[Region pointing data]
....................
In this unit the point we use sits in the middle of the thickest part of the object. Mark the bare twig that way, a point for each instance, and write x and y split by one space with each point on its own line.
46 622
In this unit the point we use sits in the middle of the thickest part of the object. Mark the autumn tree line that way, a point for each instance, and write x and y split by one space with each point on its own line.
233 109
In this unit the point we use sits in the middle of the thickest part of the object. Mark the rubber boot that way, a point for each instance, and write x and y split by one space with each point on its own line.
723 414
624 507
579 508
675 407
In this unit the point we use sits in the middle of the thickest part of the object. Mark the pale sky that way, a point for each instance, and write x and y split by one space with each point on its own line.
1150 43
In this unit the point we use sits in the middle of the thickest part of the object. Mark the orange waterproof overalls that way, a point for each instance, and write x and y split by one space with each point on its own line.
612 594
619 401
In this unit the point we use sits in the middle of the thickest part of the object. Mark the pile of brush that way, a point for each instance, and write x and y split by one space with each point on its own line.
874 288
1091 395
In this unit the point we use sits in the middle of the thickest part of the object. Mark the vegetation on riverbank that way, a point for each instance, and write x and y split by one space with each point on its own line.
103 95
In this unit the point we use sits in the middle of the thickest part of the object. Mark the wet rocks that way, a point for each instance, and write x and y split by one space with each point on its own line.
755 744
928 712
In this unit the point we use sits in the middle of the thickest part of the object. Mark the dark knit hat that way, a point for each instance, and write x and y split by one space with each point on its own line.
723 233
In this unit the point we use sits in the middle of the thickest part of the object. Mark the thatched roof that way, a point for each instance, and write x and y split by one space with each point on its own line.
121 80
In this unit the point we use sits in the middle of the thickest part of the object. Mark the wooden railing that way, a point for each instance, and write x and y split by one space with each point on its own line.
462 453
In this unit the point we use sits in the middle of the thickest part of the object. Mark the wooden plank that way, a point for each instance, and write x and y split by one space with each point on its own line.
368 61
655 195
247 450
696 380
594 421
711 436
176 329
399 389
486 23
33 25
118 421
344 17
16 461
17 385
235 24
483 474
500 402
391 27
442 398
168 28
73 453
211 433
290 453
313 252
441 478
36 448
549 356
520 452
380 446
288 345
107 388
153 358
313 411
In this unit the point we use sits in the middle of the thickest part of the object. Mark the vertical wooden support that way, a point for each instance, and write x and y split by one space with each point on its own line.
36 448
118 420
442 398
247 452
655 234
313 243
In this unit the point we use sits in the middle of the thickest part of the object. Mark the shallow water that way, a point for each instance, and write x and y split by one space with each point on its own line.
....................
## Instructions for the task
Copy out all the entries shown above, character for character.

## Output of the task
In this unit the point we use sits in the middle of the thickest part of the object. Mark the bare twig that way, a point for each instance, and write x and y split by one space with each point on its own line.
46 622
In this unit the point we use sits in the middle of the thickest part of the object. Mark the autumn tree line that way, a point for each instance, and write x and y split by one space with each point on its own line.
233 109
In this unit the point we use sits in the middle of the thickest part of the object. Mark the rubber boot that way, a point for each instance, and write x and y split by one space with each point on its own line.
723 414
624 507
579 508
675 407
In this unit the point we use sits in the middle of the thickest part of the object. Mark the pale sky that way, a point for each instance, and write x and y split by one space with each point on its own line.
1150 43
In this unit the point we use sits in the middle of the thickest part of the object. Mark the orange waterproof overalls that way, a point for each instance, and write x and y split by one space with each point on its own line.
612 594
619 401
In this unit the point we use sits in the middle of the thickest part of the object. Mark the pile of brush that way, a point for each instance, and write x and y split by one space with each point on its own line.
874 288
1091 395
In this unit the point we use sits in the middle of the thickest part of the object. Mark the vegetation on riverbank that way, a point for each instance, and write x and y split by one space with each point on its own line.
103 95
In this unit the point we use sits in the middle of the thickest part of the object. Mark the wet rocks that way, a point for each instance, and write x and y split by one space with each point on its own line.
755 744
928 712
In this unit the point we use sits in the middle of the thickest part of the object. Mark the dark knit hat that way, a point for each instance, and write x and y split by one space with each point on its own line.
723 233
In this unit the point we use sits in the middle of the thickest part of the object. Mark the thatched roof that way, a point for each instance, and write x and y split by one space with each point on its own line.
121 80
In this unit the point we use sits in the middle of the thickest part of the object. Mark the wooden railing that way, a point for each instance, and write x and y split by one space with each point on its own line.
462 453
In this unit the point we use sits in the middle of the thickest part of the object. Mark the wooden plank that way, a point for each instance, and write x and y split by one space with each point on its own line.
368 61
655 195
247 450
696 380
594 421
711 436
176 329
399 389
486 23
33 25
118 421
344 17
16 461
17 385
235 24
483 474
500 402
391 27
442 398
168 28
73 453
211 433
290 453
313 252
441 478
36 448
549 356
520 452
380 446
288 345
107 388
153 358
313 411
In this unit the point we use sits in the middle of the thickest part of the object. Mark the vertical wooden support that way, a point for each instance, and write x and y split by one space with each point on its own line.
36 448
118 420
442 398
247 452
655 234
313 243
In this unit the point we use sits in the middle of the thickest part of the object. Mark the shallow water that way, a point for each instance, and write x and y split by one space with each point on its own line.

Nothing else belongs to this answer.